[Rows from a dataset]
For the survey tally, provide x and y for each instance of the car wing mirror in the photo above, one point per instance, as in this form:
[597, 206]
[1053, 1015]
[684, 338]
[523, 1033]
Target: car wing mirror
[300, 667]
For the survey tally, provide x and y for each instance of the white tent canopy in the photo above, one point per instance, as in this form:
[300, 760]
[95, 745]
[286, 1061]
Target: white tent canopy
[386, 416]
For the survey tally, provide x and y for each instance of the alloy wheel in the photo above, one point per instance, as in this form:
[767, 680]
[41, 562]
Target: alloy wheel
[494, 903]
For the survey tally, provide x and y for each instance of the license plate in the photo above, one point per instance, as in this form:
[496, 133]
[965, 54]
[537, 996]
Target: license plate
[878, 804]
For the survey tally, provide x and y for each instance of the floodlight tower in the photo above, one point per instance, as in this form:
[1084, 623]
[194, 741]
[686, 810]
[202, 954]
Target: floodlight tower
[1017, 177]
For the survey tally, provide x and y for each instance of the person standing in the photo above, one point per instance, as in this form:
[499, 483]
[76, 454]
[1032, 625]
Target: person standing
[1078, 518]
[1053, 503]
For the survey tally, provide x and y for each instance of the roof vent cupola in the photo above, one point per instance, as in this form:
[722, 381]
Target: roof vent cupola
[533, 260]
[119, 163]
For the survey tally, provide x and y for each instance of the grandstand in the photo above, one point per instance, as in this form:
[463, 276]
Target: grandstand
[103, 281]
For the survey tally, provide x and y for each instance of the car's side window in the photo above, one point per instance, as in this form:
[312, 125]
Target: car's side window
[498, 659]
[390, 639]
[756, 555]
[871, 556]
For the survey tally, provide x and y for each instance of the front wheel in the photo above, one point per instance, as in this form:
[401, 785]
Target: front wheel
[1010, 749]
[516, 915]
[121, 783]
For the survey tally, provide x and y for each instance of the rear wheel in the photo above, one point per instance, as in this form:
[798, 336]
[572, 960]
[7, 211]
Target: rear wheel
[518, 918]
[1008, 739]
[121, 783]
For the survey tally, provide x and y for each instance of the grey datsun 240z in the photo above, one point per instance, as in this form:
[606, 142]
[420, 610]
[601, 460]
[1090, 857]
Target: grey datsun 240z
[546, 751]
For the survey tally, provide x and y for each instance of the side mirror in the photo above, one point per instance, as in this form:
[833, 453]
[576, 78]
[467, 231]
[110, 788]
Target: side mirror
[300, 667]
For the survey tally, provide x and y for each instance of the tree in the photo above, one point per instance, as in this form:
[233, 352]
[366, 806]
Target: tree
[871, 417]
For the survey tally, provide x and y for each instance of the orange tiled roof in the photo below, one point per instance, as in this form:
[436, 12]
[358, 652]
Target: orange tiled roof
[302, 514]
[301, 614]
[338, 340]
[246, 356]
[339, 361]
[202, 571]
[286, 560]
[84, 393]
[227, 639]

---

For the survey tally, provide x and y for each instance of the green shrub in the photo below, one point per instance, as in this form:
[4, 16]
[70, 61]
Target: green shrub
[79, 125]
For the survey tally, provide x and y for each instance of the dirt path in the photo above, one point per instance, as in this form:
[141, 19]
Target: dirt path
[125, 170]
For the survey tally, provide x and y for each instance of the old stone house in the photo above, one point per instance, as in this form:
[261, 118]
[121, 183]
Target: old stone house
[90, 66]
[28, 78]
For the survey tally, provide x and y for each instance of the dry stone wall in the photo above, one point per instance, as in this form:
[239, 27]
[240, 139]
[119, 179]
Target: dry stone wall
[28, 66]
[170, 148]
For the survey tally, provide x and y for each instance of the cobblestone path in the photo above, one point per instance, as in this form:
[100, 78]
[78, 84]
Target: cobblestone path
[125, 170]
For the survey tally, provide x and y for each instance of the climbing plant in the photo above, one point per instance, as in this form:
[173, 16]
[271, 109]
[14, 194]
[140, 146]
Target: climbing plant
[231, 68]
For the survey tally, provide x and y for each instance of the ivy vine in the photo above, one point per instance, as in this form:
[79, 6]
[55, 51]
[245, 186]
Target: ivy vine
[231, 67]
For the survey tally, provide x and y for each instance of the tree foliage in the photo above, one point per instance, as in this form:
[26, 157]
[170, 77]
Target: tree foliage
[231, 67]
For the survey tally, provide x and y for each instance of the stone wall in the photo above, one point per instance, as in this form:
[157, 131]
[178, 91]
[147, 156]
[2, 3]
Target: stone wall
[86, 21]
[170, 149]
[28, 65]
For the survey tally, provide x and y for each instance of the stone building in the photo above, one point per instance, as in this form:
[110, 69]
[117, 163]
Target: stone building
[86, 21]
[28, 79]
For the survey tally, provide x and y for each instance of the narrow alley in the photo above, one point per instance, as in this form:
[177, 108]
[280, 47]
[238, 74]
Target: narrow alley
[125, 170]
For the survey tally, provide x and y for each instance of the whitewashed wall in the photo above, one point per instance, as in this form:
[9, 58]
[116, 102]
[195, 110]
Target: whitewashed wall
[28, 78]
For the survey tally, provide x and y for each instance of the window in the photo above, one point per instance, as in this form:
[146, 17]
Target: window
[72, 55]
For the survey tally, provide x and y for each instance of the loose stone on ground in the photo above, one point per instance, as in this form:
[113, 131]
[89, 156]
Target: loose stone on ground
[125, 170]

## Task details
Which lines in the records above contain the word "cupola"? Copy each of them, treating case as significant.

## Output for this task
For the survey tally, provide x and y for each instance of the roof vent cupola in the photo above, one point per instance, as in this form:
Target: roof vent cupola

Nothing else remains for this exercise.